→ What you are asked to do
Find every line below with the word "picture" in it, and copy each one.

--- Records to use ---

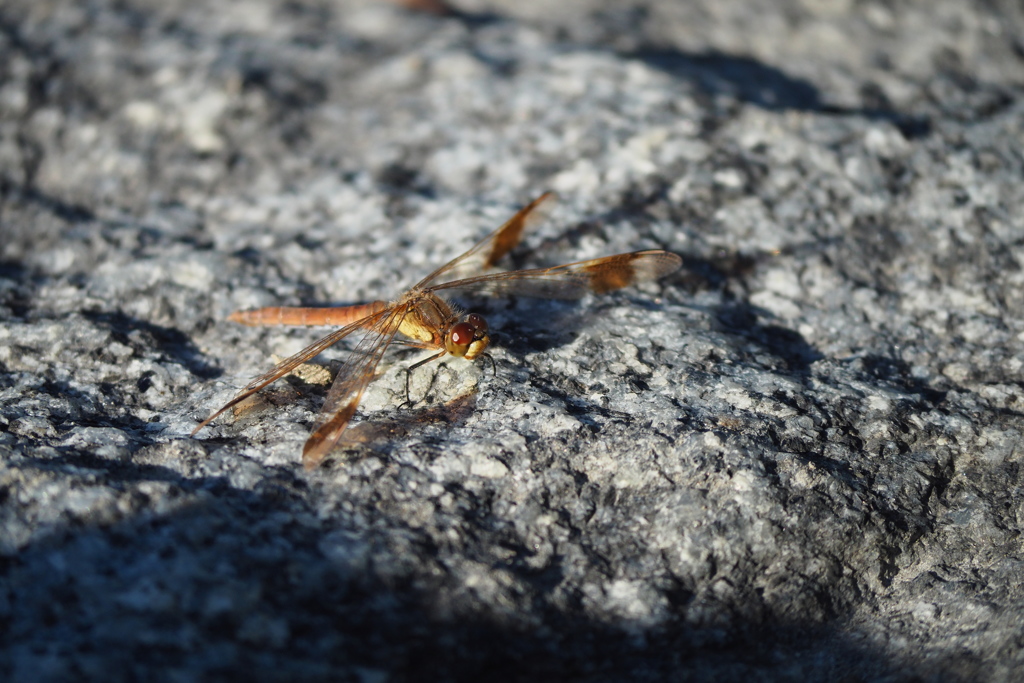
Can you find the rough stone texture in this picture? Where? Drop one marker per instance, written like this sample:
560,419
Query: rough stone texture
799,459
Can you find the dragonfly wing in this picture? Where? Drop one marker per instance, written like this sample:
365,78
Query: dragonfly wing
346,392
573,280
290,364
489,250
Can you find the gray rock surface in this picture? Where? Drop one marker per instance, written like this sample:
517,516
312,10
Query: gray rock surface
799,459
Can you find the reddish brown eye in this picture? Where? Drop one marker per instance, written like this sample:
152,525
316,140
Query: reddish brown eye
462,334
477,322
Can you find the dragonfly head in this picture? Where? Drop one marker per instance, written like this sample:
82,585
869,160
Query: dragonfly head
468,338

---

→ Answer to the exercise
Can you find the rough stone texture in this picture? Where? Drop one marker per instance, written like this sample:
Can you find the dragonfly wing in this picture? Where? Drop one marker per instance, written like this sample:
Can you find the gray rock surface in this picture? Where? Drop one marker per instance, written like this sample:
Can you find the reddish brown eye in this picture? Where? Drop one marker per instance, written like this sample:
Can you find the dragonfly head in this picture? Where? Drop one marker per instance, written like this sample:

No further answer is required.